Page excerpt:

Some bits in Skia showing use of retain for the backend context. Looks like it calls through to CFRetain on the command buffer when creating a test context:
https://skia.googlesource.com/skia/+/7755e6ab0bc0/tools/gpu/mtl/MtlTestContext.mm
Randomly (1 out of 3) getting this on iPhone when navigating away from a page:
=================================================================
Managed Stacktrace:
=================================================================
at <unknown> <0xffffffff>
at SkiaSharp.SkiaApi:gr_direct_context_abandon_context <0x00042>
at SkiaSharp.GRContext:AbandonContext <0x0006a>
at SkiaSharp.GRContext:DisposeNative <0x0001e>
at SkiaSharp.SKNativeObject:Dispose <0x000cc>
at SkiaSharp.SKObject:Dispose <0x00020>
at SkiaSharp.GRContext:Dispose <0x00020>
at SkiaSharp.SKNativeObject:Finalize <0x0003a>
at System.Object:runtime_invoke_virtual_void__this__ <0x00090>
at <unknown> <0x00000>
=================================================================
INFO: Basic Fault Address Reporting
=================================================================
Memory around native instruction pointer (0x193a27aa4):0x193a27a94 00 00 00 ea 6d ff
INFO: ff 54 10 7c 5f c8 02 82 7d 92 ....m..T.|_...}.
0x193a27aa4 51 10 40 f9 f1 02 10 36 d0 03 00 36 11 fe 6c d3 [email protected]
So i can easily reproduce.. Dunno how this could help though?
A silly app-level workaround is to stop updating skglview when navigating away from page, so the grcontext is not in use after Dispose(false) is called maybe, something like that.
This is very similar to Windows double-buffered rendering, when you have queued renderings, you "think" you stopped the rendering and you call dispose/anything destroying and a queued backbuffer is still using some resources = crash. Guess here its same, as metal rendering is async too. Just that not many people use skglview on windows so we do not hear much from this: https://github.com/mono/SkiaSharp/issues/1490
To reproduce the crash: one can use an SKGLView with either HasRenderLoop set to true or other fast updating means, so it's updating non-stop when you navigate from a page with it inside. This way we can reproduce a collision between Dispose (calls AbandonContext) and a queued rendering that accesses released resources.

Required task 1: Copy the passage from the SkiaSharp crash thread starting at "This is very" and ending at "accesses released resources.".
Required task 2: In the managed stacktrace of the SkiaSharp crash thread, list in order every frame name that begins with "SkiaSharp.", without the hex offsets.

Raw data:
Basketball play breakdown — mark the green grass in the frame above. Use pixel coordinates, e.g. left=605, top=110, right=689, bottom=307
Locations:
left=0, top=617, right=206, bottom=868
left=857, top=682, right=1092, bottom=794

Correct answer 1:
This is very similar to Windows double-buffered rendering, when you have queued renderings, you "think" you stopped the rendering and you call dispose/anything destroying and a queued backbuffer is still using some resources = crash. Guess here its same, as metal rendering is async too. Just that not many people use skglview on windows so we do not hear much from this: https://github.com/mono/SkiaSharp/issues/1490
To reproduce the crash: one can use an SKGLView with either HasRenderLoop set to true or other fast updating means, so it's updating non-stop when you navigate from a page with it inside. This way we can reproduce a collision between Dispose (calls AbandonContext) and a queued rendering that accesses released resources.

Correct answer 2:
SkiaSharp.SkiaApi:gr_direct_context_abandon_context
SkiaSharp.GRContext:AbandonContext
SkiaSharp.GRContext:DisposeNative
SkiaSharp.SKNativeObject:Dispose
SkiaSharp.SKObject:Dispose
SkiaSharp.GRContext:Dispose
SkiaSharp.SKNativeObject:Finalize